All records should be reproduced verbatim.

>> BEGIN Excerpted data

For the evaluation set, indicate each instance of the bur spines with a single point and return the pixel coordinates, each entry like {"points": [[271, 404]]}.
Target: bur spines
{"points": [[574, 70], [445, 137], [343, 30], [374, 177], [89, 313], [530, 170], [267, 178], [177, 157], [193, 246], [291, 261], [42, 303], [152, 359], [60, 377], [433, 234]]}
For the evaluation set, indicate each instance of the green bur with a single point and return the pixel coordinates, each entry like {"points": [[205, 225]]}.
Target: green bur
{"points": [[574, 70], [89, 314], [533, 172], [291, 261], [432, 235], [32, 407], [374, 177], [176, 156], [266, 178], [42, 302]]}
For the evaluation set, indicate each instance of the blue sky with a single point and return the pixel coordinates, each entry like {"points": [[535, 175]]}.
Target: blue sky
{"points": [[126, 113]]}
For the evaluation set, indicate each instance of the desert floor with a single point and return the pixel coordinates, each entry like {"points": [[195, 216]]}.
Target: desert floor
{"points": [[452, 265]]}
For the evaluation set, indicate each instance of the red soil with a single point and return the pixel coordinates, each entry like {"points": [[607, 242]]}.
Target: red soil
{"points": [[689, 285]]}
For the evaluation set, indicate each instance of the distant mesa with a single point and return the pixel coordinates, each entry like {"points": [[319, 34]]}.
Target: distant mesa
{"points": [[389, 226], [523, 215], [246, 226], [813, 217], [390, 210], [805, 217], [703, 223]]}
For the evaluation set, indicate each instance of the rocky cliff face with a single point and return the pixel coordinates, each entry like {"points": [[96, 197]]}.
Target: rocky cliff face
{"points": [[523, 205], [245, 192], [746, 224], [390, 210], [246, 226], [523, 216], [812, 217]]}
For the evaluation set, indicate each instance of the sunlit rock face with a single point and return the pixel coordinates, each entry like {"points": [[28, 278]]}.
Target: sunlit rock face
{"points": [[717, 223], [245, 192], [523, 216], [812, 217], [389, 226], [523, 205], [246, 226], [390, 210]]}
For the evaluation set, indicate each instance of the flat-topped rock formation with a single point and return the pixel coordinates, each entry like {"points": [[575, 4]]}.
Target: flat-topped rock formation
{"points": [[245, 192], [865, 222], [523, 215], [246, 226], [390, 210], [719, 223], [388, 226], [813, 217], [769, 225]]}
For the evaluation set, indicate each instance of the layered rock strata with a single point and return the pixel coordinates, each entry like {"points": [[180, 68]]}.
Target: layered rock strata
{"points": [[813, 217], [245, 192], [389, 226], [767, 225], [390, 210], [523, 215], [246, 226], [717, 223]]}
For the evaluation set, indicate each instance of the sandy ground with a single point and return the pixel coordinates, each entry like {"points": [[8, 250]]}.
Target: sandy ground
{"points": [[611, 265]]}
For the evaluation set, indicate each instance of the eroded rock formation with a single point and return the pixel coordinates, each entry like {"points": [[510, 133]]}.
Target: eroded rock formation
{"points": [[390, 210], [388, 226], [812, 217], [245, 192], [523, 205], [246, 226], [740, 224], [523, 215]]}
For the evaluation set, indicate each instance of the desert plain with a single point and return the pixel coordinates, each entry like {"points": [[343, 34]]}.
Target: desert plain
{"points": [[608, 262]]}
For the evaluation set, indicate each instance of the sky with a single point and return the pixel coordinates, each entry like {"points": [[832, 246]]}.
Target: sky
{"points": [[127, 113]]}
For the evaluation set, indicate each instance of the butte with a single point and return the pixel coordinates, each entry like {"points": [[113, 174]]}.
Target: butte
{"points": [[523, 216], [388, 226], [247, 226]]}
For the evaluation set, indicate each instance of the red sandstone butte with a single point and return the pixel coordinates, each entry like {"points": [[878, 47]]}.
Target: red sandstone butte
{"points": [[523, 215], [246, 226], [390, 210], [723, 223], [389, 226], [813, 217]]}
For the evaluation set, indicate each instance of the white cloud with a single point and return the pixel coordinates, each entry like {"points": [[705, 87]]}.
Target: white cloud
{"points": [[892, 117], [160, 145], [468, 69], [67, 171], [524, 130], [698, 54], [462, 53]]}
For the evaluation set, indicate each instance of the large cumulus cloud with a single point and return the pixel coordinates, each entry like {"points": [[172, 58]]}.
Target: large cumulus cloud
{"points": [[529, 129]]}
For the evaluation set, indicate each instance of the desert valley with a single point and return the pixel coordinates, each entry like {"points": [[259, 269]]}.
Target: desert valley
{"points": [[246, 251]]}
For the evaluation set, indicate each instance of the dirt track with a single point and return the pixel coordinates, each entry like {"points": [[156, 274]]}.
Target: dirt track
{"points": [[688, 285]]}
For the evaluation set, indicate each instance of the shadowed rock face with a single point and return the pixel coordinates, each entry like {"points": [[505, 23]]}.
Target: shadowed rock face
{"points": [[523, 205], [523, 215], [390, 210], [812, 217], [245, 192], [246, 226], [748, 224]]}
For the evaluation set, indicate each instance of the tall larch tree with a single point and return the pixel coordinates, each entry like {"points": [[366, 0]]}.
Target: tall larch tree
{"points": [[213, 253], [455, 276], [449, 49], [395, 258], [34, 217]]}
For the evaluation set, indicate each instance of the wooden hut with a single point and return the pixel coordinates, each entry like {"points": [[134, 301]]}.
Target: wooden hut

>> END Excerpted data

Solution to this task:
For the evaluation set, indicate each instance of the bur spines with a single point and return the pixel coordinates, each entry like {"points": [[271, 404]]}.
Target: bur spines
{"points": [[574, 70], [445, 137], [343, 30], [374, 177], [89, 313], [530, 170], [267, 178], [177, 157], [193, 246], [291, 261], [42, 303], [152, 359], [60, 377], [433, 234]]}
For the evaluation set, indicate each instance of the green bur with a single point and return the pixel coordinates, each entry like {"points": [[205, 225]]}.
Target: green bur
{"points": [[574, 70], [89, 314], [533, 172], [291, 261], [432, 235], [32, 407], [374, 177], [176, 156], [266, 178], [42, 302]]}
For the evaluation set, indicate each instance of the blue sky with a single point and return the pixel coordinates, each entry like {"points": [[535, 175]]}.
Target: blue sky
{"points": [[126, 113]]}
For the evaluation set, indicate each instance of the desert floor with a single point and return the pixel coordinates, each entry like {"points": [[195, 216]]}.
Target: desert floor
{"points": [[452, 265]]}
For the evaluation set, indicate each instance of the red soil with a single point and return the pixel coordinates, each entry like {"points": [[607, 242]]}.
Target: red soil
{"points": [[689, 285]]}
For the evaluation set, indicate each instance of the distant mesa with a single point and return the pixel coordinates, each entry like {"points": [[319, 34]]}.
Target: distant mesa
{"points": [[389, 226], [523, 215], [246, 226], [813, 217], [390, 210], [805, 217], [703, 223]]}
For the evaluation set, indicate each instance of the rocky cliff face with a single point and return the pixel coordinates, each entry like {"points": [[96, 197]]}.
Target: rocky cliff face
{"points": [[523, 205], [245, 192], [746, 224], [390, 210], [246, 226], [523, 216], [812, 217]]}
For the evaluation set, indicate each instance of the sunlit rock face with a single point and return the pixel coordinates, each entry like {"points": [[28, 278]]}.
Target: sunlit rock face
{"points": [[717, 223], [245, 192], [523, 216], [812, 217], [389, 226], [523, 205], [246, 226], [390, 210]]}
For the evaluation set, indicate each instance of the flat-topped rock formation with a single point and return the pixel coordinates, each entry like {"points": [[575, 4]]}.
Target: flat-topped rock formation
{"points": [[245, 192], [865, 222], [523, 215], [246, 226], [390, 210], [719, 223], [388, 226], [813, 217], [769, 225]]}
For the evaluation set, indicate each instance of the layered rock strata with a single point and return the pixel coordinates, each entry like {"points": [[180, 68]]}.
Target: layered rock strata
{"points": [[813, 217], [245, 192], [389, 226], [767, 225], [390, 210], [523, 215], [246, 226], [717, 223]]}
For the evaluation set, indicate each instance of the sandy ground with a single point and return the pixel coordinates, each entry like {"points": [[8, 250]]}.
Target: sandy ground
{"points": [[611, 265]]}
For the evaluation set, indicate each instance of the eroded rock formation with a single point and return the pixel coordinates, each entry like {"points": [[510, 133]]}.
Target: eroded rock formation
{"points": [[390, 210], [388, 226], [812, 217], [245, 192], [523, 205], [246, 226], [740, 224], [523, 215]]}
For the evaluation set, indicate each instance of the desert plain with a single point and return the pixel coordinates, each entry like {"points": [[343, 34]]}.
Target: desert plain
{"points": [[608, 262]]}
For the evaluation set, indicate each instance of the sky with a single point and return the pixel coordinates, each entry like {"points": [[832, 246]]}.
Target: sky
{"points": [[127, 113]]}
For the evaluation set, indicate each instance of the butte with a single point and return the pixel coordinates, each entry like {"points": [[113, 174]]}.
Target: butte
{"points": [[523, 216], [388, 226], [247, 226]]}
For the evaluation set, indicate each instance of the red sandstone butte with a single point and return the pixel coordinates, each entry like {"points": [[878, 47]]}.
Target: red sandstone butte
{"points": [[523, 215], [246, 226], [390, 210], [723, 223], [389, 226], [813, 217]]}
For the evaluation set, indicate each instance of the white cloud with a single point and return the pixel coordinates, each entry like {"points": [[705, 87]]}.
Target: white cloud
{"points": [[892, 117], [160, 145], [468, 69], [67, 171], [524, 130], [698, 54], [462, 53]]}
For the evaluation set, indicate each instance of the large cumulus cloud with a single point and return the pixel coordinates, each entry like {"points": [[172, 58]]}.
Target: large cumulus cloud
{"points": [[529, 129]]}
For the evaluation set, indicate each instance of the desert valley with a single point and return the pixel coordinates, each entry like {"points": [[259, 269]]}.
Target: desert valley
{"points": [[246, 251]]}
For the evaluation set, indicate each instance of the dirt track with a single point and return the pixel coordinates, each entry like {"points": [[156, 274]]}.
Target: dirt track
{"points": [[688, 285]]}
For the evaluation set, indicate each instance of the shadowed rock face with a single point and return the pixel coordinates, each entry like {"points": [[505, 23]]}.
Target: shadowed rock face
{"points": [[523, 205], [523, 215], [390, 210], [812, 217], [245, 192], [246, 226], [748, 224]]}
For the evaluation set, indicate each instance of the tall larch tree with a single point and return the pixel coordinates, each entry like {"points": [[366, 0]]}.
Target: tall larch tree
{"points": [[213, 253], [455, 276], [449, 49], [395, 258], [34, 217]]}
For the evaluation set, indicate each instance of the wooden hut with a single point and return the pixel coordinates, each entry like {"points": [[134, 301]]}.
Target: wooden hut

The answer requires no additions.